*** RECORDS FOR PROCESSING ***

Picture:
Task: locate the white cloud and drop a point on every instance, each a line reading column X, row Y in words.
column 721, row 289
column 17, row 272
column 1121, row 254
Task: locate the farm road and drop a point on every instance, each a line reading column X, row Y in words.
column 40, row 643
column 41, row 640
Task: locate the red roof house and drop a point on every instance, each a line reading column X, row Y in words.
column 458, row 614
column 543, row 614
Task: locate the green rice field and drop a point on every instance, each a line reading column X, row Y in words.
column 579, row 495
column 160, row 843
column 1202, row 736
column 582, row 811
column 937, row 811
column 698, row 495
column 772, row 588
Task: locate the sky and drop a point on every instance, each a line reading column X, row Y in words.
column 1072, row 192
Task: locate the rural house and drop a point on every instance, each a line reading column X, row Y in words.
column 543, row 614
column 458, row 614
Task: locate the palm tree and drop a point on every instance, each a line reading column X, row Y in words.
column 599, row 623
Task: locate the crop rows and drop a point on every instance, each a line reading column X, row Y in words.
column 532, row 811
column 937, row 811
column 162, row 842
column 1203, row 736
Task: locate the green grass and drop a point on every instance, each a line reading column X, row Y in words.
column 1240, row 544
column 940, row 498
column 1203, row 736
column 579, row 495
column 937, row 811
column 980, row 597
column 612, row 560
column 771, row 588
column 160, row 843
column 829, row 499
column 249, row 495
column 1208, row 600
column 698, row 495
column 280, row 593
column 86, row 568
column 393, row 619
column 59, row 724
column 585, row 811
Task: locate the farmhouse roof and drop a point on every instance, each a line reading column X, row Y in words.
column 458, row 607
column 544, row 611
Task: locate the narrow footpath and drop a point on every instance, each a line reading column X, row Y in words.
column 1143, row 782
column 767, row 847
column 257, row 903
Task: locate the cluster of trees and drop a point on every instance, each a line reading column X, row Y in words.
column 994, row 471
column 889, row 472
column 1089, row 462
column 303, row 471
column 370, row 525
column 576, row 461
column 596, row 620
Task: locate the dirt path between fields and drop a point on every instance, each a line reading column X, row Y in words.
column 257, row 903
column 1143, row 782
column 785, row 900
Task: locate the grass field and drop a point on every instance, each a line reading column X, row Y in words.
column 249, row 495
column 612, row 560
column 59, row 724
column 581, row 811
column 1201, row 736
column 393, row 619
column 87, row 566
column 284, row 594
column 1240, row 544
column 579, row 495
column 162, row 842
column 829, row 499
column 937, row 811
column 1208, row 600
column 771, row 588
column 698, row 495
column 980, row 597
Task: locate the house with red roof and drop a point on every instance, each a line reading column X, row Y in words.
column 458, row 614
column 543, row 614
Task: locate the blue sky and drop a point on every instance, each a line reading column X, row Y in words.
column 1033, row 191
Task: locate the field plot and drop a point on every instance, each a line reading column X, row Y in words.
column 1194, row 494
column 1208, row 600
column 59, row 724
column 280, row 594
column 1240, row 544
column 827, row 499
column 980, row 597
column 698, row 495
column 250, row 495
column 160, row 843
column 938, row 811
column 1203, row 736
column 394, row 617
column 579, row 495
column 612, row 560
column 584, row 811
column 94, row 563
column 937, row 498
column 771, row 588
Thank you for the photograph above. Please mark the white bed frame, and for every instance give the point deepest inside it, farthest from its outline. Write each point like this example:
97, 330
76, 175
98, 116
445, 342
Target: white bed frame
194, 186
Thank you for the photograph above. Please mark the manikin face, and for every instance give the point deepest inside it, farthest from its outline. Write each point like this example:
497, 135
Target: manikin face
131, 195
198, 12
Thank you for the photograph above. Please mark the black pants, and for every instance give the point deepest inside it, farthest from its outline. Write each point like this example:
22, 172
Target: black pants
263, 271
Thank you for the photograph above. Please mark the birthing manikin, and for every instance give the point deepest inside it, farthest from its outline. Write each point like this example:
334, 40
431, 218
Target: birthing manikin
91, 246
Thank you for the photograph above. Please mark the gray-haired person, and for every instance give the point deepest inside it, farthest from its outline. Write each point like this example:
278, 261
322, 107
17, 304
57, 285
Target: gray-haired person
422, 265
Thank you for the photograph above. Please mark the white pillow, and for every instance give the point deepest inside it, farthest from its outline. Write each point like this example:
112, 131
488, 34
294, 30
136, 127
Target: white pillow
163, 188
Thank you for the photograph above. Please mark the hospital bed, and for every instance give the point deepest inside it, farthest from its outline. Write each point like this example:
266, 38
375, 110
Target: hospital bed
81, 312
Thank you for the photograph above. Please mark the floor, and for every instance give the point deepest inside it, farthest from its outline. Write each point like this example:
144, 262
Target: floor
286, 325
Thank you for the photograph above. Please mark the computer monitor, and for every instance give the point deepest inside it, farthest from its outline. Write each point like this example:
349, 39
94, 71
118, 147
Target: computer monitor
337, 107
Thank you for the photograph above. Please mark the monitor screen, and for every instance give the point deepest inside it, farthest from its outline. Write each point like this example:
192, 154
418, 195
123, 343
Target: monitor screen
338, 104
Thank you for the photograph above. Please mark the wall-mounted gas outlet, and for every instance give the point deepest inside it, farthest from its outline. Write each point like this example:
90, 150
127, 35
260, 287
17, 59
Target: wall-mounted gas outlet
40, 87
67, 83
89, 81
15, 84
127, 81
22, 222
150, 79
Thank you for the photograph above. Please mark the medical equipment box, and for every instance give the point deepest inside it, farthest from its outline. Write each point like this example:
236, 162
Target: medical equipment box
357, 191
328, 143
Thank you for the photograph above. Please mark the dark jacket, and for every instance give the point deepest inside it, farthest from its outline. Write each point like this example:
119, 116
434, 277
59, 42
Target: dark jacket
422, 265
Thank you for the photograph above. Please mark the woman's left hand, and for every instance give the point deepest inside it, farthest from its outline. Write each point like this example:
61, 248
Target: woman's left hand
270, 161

*** End of RECORDS FOR PROCESSING ***
*** RECORDS FOR PROCESSING ***

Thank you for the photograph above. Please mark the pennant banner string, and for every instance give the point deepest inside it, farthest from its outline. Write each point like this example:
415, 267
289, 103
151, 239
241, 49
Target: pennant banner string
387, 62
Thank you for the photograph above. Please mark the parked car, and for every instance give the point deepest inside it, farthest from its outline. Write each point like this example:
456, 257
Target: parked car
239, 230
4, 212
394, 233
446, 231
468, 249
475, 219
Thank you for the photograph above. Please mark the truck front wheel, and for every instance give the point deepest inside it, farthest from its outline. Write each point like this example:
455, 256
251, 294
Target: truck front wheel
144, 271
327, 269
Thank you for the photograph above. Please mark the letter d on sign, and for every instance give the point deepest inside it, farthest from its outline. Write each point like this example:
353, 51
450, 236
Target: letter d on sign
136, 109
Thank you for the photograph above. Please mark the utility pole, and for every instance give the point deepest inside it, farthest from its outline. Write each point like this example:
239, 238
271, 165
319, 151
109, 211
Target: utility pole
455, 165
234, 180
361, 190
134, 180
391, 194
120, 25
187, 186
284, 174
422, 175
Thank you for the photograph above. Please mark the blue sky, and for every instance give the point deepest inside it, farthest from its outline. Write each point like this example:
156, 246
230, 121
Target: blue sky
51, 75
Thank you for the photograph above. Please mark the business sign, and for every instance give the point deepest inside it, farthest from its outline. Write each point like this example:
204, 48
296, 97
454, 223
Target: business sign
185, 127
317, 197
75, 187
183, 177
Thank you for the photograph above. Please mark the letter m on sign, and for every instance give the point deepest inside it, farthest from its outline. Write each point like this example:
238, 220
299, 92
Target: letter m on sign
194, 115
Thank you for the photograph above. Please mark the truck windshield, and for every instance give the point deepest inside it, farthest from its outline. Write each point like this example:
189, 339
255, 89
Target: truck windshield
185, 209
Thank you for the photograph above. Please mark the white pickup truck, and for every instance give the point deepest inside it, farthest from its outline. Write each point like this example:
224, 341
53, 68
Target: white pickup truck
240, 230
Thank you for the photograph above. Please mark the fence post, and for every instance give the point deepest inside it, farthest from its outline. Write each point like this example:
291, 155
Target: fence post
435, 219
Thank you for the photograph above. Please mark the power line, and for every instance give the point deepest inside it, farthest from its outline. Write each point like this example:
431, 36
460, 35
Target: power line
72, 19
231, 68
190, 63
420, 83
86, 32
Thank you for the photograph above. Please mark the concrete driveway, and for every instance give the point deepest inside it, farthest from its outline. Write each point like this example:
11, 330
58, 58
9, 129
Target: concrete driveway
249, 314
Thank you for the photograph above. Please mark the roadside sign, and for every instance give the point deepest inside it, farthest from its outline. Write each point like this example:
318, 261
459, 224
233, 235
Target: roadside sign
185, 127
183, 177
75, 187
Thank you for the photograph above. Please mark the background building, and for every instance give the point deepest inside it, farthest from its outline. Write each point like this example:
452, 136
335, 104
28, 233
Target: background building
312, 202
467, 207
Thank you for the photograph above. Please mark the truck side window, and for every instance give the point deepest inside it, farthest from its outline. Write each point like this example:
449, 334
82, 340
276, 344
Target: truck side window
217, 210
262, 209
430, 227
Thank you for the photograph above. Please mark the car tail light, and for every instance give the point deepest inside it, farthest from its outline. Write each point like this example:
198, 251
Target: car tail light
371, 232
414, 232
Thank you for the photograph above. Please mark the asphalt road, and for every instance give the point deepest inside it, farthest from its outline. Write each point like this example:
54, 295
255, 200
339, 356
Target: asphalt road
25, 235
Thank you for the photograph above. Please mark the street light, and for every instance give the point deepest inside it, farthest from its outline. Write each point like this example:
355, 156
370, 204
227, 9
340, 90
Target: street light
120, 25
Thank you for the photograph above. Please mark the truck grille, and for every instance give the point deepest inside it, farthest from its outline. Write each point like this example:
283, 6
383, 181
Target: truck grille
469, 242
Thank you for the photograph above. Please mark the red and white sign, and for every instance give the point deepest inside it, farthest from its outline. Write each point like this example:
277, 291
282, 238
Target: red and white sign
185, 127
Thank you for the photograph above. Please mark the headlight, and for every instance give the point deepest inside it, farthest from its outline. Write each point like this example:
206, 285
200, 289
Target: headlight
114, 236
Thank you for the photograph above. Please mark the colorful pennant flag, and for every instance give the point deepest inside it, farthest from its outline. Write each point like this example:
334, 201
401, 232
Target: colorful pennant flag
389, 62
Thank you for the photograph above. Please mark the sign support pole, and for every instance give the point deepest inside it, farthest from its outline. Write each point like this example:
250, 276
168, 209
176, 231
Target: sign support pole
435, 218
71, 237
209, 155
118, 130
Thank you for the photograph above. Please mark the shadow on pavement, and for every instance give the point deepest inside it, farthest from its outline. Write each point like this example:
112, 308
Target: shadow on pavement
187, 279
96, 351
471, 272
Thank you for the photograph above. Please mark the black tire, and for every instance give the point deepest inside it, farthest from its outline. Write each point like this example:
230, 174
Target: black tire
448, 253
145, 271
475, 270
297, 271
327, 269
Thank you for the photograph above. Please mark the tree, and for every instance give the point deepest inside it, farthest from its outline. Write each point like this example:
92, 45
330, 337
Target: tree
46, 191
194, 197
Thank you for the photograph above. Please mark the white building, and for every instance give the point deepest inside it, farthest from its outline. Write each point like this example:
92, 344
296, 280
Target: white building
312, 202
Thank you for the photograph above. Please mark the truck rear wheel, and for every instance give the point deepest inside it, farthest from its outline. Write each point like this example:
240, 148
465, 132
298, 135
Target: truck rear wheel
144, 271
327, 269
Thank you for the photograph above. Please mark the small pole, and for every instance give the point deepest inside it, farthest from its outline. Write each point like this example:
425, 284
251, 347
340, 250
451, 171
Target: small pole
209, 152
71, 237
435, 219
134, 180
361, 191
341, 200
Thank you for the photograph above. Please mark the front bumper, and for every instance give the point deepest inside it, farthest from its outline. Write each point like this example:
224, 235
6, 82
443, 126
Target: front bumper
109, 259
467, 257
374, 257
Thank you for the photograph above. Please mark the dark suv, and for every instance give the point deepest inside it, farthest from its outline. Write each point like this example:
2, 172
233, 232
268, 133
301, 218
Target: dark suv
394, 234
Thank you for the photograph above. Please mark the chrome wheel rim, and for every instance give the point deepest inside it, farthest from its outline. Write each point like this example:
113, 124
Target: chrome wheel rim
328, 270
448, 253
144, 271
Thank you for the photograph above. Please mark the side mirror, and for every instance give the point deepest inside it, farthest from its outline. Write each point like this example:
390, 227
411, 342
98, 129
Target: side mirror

*** End of RECORDS FOR PROCESSING ***
*** RECORDS FOR PROCESSING ***

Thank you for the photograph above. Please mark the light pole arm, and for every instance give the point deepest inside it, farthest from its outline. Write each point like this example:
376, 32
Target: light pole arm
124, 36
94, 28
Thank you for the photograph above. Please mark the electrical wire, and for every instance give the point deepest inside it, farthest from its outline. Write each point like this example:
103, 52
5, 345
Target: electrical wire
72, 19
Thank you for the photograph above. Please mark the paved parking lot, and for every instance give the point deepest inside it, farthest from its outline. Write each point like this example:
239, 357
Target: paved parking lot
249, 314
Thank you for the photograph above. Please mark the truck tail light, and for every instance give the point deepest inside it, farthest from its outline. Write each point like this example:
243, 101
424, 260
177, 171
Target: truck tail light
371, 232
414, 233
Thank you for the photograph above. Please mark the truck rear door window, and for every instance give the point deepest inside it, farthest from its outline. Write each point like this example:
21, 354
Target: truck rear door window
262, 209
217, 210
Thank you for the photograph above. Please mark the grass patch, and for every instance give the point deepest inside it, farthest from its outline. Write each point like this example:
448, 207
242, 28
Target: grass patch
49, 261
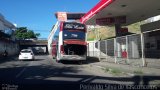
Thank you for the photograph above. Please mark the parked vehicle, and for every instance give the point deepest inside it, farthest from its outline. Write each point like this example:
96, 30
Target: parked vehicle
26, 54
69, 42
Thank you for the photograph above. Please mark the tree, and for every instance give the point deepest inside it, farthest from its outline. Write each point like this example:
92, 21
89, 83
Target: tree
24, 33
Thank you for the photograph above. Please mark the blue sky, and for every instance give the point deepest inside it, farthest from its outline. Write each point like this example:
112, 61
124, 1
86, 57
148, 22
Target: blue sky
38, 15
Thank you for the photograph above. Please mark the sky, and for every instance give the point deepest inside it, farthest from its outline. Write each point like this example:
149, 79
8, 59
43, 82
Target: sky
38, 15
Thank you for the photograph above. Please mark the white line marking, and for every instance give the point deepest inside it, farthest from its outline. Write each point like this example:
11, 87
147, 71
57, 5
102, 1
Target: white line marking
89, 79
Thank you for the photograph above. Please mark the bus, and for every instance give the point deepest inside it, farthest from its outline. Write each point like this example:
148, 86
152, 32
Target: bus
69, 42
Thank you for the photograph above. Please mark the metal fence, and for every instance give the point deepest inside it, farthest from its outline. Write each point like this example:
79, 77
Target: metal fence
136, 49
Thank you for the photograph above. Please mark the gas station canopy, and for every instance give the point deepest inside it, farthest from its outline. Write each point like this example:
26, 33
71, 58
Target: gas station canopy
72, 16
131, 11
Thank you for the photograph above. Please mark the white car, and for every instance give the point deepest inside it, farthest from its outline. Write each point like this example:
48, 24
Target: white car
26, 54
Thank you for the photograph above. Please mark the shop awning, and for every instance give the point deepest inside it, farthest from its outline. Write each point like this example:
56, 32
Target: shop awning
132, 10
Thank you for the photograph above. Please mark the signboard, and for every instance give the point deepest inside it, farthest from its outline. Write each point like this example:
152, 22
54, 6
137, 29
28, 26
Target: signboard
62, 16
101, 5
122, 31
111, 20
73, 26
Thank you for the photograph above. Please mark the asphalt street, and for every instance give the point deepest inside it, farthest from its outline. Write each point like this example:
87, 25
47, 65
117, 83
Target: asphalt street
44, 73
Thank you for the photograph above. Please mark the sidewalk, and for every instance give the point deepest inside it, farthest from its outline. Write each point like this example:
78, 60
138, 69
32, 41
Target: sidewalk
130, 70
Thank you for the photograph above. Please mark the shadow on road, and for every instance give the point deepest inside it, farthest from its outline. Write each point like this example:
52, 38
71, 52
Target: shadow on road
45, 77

*** End of RECORDS FOR PROCESSING ***

AIM OF THE TASK: What lines in the listing above contain the word "mirror"? Show each one.

WRITTEN SOLUTION:
Thank you for the photograph above. Please mark the side mirror, and for every instance give the point deepest inside it, farthest from its outline. Write each point like this example:
Target: side mirror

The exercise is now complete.